§ Exercise requirements
Count the lines in the data below that contain the string "pink", treating uppercase and lowercase as different. Give only the number.
··· Available records
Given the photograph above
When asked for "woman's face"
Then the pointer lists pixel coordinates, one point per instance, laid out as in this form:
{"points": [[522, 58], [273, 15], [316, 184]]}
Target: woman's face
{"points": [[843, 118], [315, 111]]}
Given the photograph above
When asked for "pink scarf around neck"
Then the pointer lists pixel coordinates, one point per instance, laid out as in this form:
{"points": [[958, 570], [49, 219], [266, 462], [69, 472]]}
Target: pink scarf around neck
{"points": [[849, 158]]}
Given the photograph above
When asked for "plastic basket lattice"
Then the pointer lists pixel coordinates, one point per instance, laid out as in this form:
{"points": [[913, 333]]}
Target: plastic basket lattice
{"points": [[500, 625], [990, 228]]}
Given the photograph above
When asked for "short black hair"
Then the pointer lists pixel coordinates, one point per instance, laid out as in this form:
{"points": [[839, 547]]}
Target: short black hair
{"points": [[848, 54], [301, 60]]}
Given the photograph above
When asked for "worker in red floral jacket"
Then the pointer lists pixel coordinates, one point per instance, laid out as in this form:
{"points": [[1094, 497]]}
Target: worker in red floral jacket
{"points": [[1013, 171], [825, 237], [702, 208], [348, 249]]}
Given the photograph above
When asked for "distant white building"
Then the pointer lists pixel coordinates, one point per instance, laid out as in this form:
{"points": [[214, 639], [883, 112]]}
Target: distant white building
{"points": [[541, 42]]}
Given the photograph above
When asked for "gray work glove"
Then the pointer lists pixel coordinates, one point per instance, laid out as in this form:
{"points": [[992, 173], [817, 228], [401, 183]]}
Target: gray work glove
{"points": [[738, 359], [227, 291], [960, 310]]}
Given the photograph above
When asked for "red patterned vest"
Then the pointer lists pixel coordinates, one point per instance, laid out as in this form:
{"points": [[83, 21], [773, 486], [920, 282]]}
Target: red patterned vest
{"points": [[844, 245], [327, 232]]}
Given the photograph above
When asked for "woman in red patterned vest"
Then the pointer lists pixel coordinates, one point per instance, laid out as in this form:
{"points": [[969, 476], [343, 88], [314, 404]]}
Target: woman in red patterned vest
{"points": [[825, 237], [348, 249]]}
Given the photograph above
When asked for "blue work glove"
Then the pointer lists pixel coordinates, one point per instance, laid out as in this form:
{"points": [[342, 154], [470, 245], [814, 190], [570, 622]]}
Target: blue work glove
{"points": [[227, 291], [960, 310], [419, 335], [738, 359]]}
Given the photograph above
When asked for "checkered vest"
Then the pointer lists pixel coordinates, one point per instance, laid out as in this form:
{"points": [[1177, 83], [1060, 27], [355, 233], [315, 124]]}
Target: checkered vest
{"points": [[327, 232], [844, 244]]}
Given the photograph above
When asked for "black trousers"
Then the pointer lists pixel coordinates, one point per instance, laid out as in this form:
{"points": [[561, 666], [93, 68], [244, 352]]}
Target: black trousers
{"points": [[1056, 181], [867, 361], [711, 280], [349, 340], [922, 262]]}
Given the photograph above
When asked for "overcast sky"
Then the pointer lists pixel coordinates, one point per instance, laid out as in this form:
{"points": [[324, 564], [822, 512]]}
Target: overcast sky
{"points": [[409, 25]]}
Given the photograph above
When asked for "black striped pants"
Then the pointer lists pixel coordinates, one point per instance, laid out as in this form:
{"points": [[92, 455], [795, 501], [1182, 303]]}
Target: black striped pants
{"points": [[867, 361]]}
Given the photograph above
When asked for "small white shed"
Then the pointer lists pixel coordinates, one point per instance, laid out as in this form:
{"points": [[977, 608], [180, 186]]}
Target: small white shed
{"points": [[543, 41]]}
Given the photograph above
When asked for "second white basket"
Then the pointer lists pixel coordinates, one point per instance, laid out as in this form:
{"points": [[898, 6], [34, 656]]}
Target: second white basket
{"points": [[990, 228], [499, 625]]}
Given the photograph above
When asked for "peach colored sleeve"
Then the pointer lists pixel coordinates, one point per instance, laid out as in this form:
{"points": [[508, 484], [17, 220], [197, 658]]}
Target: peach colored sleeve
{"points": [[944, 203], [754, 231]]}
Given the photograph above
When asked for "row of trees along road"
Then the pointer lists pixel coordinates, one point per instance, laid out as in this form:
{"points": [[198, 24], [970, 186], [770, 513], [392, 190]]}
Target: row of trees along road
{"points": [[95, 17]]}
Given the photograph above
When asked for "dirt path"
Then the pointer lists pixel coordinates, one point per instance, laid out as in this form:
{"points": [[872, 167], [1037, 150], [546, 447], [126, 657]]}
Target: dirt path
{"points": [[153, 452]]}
······
§ Full output
2